[START RECORDS SHOWN]
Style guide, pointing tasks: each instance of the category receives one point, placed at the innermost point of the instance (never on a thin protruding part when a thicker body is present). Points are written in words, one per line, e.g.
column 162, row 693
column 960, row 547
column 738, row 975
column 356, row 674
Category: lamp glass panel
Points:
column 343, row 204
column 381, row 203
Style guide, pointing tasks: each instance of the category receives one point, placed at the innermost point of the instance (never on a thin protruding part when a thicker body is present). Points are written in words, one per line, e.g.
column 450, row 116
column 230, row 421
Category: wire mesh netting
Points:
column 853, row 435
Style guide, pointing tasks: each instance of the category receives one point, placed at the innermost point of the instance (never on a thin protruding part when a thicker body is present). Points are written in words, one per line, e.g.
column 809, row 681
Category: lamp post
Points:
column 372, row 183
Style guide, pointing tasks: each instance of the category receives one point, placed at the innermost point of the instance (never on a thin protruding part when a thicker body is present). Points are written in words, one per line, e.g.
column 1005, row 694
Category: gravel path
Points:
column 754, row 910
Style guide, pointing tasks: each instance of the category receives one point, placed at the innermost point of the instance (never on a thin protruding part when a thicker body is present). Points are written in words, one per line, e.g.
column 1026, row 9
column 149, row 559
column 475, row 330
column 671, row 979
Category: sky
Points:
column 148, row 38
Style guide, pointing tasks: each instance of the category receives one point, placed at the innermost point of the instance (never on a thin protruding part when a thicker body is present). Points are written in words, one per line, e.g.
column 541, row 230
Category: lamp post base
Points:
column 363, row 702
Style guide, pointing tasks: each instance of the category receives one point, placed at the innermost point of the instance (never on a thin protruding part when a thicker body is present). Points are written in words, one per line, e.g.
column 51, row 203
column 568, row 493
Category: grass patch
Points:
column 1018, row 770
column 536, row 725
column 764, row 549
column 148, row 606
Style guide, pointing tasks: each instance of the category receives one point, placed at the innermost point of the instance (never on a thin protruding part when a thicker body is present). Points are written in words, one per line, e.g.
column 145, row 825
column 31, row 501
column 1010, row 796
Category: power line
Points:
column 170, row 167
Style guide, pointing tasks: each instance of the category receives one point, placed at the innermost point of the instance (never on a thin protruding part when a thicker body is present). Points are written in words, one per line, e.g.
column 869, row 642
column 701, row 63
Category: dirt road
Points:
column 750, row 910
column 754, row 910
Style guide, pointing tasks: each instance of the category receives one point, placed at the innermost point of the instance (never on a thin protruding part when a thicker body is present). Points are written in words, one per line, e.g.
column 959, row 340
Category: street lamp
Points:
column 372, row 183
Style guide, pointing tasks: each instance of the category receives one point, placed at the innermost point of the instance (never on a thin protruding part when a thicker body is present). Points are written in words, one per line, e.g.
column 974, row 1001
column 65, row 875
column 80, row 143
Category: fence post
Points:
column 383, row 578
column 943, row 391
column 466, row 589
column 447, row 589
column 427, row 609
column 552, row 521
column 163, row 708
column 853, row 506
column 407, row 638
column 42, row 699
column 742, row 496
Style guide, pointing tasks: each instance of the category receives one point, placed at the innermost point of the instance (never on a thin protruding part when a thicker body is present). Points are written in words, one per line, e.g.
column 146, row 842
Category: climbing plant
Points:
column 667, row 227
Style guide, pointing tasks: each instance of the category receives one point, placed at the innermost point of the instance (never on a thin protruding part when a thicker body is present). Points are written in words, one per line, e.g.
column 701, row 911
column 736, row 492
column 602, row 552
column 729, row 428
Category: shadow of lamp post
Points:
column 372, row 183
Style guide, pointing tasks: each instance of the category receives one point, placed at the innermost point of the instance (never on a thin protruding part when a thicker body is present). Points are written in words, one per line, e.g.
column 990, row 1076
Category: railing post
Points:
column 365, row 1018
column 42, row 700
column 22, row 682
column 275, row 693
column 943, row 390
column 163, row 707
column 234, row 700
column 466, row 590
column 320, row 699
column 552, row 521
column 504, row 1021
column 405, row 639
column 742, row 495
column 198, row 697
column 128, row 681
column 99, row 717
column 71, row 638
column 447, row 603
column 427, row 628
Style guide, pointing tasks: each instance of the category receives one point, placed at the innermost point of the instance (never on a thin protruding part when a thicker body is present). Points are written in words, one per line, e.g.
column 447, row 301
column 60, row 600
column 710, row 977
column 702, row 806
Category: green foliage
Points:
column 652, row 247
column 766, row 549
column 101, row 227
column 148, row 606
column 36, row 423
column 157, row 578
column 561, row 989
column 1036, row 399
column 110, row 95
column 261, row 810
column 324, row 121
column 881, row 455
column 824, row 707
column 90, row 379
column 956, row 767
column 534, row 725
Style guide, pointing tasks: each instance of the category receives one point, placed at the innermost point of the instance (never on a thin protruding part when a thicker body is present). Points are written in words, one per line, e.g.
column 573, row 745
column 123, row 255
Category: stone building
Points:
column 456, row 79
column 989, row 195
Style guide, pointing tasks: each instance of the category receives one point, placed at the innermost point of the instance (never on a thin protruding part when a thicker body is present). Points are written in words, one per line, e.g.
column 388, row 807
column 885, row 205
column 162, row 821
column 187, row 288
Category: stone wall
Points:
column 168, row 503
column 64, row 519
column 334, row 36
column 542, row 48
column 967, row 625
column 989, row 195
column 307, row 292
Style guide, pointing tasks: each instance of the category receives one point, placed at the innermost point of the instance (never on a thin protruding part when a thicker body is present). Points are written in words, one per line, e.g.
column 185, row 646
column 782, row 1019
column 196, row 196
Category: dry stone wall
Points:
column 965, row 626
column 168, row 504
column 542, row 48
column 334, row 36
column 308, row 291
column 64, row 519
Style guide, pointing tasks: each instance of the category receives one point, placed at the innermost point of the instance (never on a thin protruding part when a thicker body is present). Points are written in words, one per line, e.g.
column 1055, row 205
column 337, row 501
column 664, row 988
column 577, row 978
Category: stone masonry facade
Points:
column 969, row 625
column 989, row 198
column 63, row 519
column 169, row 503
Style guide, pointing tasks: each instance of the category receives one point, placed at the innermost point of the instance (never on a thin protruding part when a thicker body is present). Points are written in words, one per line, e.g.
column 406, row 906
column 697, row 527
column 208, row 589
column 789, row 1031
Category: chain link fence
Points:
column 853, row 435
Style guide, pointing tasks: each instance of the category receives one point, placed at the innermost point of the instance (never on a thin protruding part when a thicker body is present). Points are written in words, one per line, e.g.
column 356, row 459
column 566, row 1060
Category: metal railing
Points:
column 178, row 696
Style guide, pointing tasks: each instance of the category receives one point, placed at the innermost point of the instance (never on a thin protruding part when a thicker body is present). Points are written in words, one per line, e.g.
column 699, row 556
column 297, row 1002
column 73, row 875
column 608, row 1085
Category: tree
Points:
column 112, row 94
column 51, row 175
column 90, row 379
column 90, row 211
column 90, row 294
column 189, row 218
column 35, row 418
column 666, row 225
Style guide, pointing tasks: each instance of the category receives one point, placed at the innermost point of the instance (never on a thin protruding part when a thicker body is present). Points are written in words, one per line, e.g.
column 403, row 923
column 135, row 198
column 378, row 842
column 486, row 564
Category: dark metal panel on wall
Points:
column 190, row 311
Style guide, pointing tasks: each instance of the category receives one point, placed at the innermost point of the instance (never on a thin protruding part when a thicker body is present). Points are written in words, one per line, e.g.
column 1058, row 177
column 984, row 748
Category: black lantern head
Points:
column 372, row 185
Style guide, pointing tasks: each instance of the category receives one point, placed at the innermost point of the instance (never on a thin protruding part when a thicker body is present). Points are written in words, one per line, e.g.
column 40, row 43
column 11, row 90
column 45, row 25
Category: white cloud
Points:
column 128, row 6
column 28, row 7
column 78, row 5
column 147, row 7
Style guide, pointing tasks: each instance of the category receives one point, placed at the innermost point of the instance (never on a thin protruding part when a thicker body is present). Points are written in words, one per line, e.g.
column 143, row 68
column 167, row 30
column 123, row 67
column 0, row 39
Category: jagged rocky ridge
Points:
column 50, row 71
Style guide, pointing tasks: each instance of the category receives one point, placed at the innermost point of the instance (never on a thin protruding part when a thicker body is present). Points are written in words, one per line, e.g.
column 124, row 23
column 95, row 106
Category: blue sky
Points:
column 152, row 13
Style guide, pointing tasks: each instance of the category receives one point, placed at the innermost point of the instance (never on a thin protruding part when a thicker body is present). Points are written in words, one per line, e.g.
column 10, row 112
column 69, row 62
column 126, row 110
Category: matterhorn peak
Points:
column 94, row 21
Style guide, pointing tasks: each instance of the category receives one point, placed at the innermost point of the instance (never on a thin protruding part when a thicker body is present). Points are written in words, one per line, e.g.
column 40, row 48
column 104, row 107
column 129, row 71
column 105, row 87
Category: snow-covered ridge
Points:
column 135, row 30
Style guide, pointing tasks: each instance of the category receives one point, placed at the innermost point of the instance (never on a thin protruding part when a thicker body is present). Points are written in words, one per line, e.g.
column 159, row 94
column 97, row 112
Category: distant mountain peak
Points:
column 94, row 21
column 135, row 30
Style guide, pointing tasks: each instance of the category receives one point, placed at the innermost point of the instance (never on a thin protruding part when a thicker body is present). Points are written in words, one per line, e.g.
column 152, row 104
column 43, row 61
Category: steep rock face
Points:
[END RECORDS SHOWN]
● **TASK DETAILS**: Could you reproduce the data starting at its first line and ending at the line that contains "column 381, row 203", with "lamp glass panel" changed to "window glass panel" and nothing else altered?

● **WORKED SOLUTION**:
Style guide, pointing tasks: each instance of the category receives one point, placed at the innermost point of the instance (never on a thin protruding part when a thicker body is present). Points are written in words, one per line, e.g.
column 162, row 693
column 960, row 547
column 738, row 975
column 356, row 674
Category: window glass panel
Points:
column 343, row 204
column 381, row 203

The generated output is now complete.